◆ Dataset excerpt
§
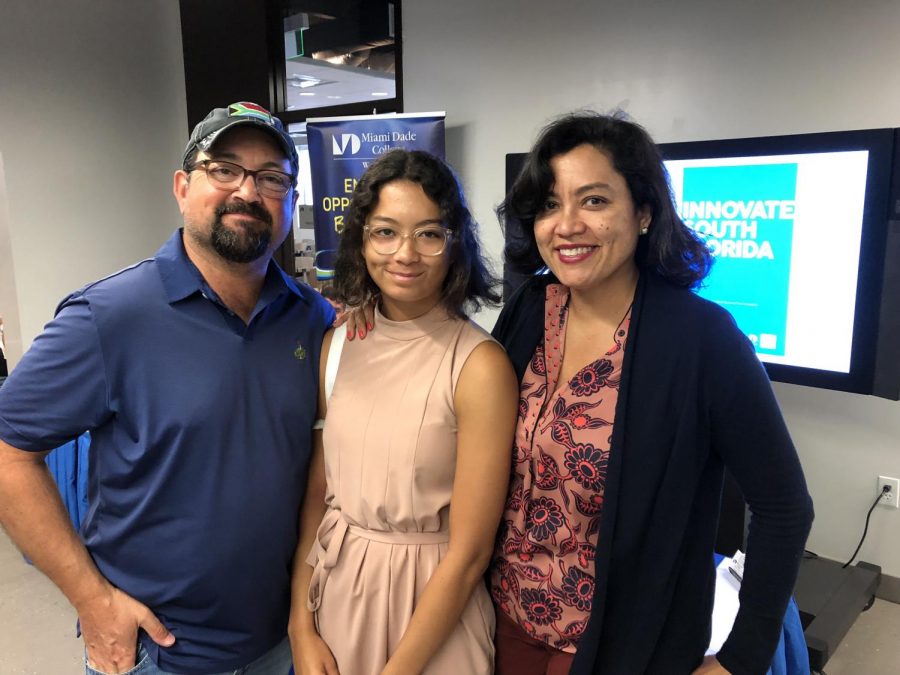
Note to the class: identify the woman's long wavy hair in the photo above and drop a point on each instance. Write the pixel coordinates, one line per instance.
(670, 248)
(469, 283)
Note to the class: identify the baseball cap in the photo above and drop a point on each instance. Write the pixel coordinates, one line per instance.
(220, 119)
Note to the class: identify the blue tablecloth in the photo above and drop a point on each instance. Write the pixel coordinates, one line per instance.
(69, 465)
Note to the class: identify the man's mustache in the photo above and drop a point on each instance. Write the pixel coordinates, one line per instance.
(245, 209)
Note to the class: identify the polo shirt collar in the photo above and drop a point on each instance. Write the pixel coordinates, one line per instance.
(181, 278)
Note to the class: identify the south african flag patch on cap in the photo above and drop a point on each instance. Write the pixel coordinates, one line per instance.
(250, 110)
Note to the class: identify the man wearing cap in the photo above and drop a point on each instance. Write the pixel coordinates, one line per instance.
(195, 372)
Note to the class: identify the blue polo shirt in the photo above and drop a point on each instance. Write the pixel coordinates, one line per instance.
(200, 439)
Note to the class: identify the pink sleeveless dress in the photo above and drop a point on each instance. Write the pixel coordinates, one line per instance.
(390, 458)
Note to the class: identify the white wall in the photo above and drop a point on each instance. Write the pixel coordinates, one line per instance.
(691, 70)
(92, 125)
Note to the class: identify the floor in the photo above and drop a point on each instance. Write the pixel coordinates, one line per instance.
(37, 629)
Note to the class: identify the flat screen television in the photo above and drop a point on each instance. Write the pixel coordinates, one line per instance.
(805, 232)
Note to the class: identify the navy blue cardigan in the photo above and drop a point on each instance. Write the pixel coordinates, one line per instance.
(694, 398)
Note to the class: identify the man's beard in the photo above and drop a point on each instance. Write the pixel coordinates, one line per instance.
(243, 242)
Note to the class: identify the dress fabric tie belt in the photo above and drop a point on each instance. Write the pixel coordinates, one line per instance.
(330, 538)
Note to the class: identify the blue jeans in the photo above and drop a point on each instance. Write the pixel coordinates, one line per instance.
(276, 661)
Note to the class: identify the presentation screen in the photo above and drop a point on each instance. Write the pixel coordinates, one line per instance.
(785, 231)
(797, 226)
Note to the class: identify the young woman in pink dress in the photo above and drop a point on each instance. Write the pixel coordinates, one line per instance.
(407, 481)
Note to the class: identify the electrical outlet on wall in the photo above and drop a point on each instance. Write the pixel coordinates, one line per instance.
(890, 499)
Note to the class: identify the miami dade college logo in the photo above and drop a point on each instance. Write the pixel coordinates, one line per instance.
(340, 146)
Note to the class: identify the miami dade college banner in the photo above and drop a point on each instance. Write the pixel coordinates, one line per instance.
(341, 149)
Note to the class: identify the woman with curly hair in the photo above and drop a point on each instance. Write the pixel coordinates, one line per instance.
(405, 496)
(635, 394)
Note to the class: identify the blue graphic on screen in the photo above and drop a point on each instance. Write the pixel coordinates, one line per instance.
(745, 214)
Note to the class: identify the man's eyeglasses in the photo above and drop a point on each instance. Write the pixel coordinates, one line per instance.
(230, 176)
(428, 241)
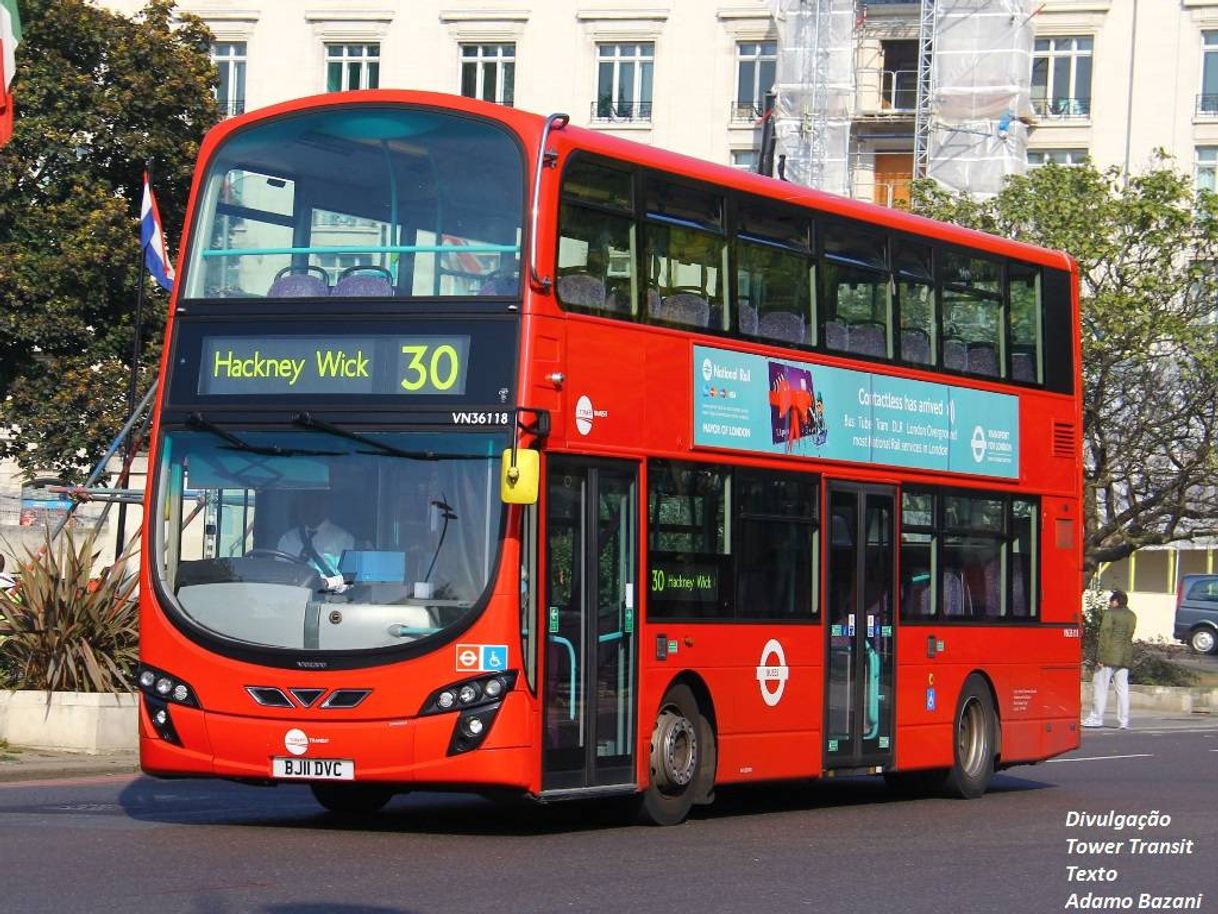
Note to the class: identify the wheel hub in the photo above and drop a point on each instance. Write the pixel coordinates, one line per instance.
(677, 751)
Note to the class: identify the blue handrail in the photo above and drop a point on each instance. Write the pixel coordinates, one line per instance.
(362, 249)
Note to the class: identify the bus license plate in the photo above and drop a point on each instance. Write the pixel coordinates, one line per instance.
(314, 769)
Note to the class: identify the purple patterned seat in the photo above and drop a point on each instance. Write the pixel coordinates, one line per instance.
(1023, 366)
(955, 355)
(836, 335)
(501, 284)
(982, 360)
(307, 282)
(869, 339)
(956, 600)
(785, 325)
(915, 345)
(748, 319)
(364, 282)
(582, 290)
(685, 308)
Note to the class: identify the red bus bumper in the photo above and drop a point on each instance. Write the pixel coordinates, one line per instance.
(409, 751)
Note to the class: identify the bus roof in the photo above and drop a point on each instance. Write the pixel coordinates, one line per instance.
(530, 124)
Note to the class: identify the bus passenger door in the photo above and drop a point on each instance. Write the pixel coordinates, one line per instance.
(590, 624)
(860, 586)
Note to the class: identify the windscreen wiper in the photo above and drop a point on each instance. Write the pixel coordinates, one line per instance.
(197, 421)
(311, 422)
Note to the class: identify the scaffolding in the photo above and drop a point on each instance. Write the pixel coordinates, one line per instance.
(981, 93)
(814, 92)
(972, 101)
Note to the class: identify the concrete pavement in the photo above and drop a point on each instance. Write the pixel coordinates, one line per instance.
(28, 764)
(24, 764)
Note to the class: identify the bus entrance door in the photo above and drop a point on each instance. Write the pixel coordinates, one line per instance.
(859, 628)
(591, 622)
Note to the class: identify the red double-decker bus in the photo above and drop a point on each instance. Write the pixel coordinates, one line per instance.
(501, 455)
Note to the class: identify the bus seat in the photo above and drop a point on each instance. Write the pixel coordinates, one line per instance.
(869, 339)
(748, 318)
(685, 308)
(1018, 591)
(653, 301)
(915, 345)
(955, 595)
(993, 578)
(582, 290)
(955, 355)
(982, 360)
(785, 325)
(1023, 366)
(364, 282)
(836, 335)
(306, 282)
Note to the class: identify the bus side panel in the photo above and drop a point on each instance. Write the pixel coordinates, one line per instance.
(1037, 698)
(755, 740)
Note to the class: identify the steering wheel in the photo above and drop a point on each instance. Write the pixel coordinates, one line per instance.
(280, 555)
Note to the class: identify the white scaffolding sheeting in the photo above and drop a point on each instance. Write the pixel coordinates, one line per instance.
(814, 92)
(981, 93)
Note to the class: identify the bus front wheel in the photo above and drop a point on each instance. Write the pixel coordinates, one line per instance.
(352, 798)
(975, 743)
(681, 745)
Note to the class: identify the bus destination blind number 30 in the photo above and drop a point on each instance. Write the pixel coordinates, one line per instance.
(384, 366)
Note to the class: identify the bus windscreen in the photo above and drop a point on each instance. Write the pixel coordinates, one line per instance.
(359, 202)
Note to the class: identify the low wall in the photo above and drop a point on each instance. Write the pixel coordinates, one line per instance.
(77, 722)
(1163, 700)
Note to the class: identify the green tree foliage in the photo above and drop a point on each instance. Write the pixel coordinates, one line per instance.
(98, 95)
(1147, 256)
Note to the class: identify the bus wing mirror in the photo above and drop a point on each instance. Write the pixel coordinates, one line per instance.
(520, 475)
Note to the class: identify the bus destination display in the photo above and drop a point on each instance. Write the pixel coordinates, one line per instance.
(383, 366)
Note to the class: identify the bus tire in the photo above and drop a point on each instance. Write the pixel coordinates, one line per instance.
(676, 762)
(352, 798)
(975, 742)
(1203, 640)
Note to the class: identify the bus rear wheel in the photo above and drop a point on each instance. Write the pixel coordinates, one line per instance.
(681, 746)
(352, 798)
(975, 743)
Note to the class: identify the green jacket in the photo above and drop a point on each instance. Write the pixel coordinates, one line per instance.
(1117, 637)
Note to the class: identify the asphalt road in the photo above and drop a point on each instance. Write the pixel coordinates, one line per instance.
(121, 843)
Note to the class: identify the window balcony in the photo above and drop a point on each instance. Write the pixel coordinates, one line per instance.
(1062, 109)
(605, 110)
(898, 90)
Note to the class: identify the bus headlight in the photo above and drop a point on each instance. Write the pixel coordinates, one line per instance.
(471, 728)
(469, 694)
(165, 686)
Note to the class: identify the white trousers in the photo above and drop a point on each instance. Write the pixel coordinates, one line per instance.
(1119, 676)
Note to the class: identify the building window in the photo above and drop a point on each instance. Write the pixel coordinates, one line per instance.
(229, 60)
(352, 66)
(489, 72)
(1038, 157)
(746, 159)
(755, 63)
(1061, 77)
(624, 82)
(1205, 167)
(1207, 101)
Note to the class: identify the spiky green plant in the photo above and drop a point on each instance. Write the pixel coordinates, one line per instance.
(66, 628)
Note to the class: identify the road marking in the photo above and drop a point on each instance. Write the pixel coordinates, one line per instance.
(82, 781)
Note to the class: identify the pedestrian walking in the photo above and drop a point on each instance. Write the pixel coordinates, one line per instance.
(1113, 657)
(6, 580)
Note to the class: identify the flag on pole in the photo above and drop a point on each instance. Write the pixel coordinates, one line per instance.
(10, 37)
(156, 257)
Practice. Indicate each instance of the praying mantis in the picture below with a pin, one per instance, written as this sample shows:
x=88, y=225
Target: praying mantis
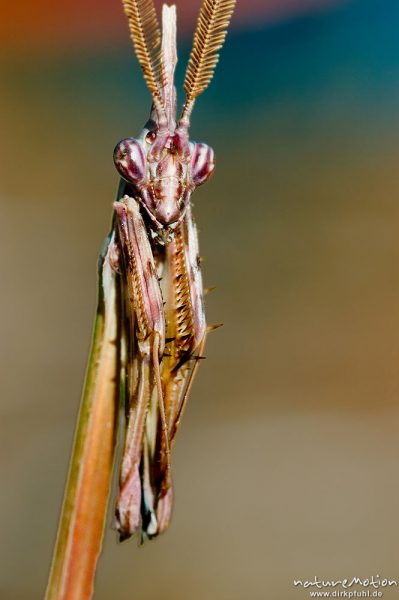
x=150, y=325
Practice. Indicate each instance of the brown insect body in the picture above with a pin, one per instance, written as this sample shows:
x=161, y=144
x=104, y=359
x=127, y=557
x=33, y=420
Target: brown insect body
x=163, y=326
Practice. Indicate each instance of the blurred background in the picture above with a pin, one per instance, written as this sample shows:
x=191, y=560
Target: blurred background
§
◆ TASK BRIEF
Copy out, word for word, the part of the data that opens with the line containing "Note to the class: identify the flag" and closes with the line containing "x=163, y=326", both ends included. Leave the images out of your answer.

◆ TASK OUTPUT
Note to the class: identify the flag on pole in the photo above and drop a point on each instance. Write the pixel coordinates, one line per instance.
(10, 37)
(156, 257)
Practice. Indicate each instance of the praying mantis in the picture below with a pin, one per instance, written as this sample shows:
x=88, y=225
Target: praying mantis
x=150, y=325
Practice. Indicate each instance of the brown insect body in the picture above with a pin, one per instance, written as this sample shows:
x=161, y=144
x=104, y=359
x=127, y=557
x=33, y=420
Target: brown insect body
x=163, y=326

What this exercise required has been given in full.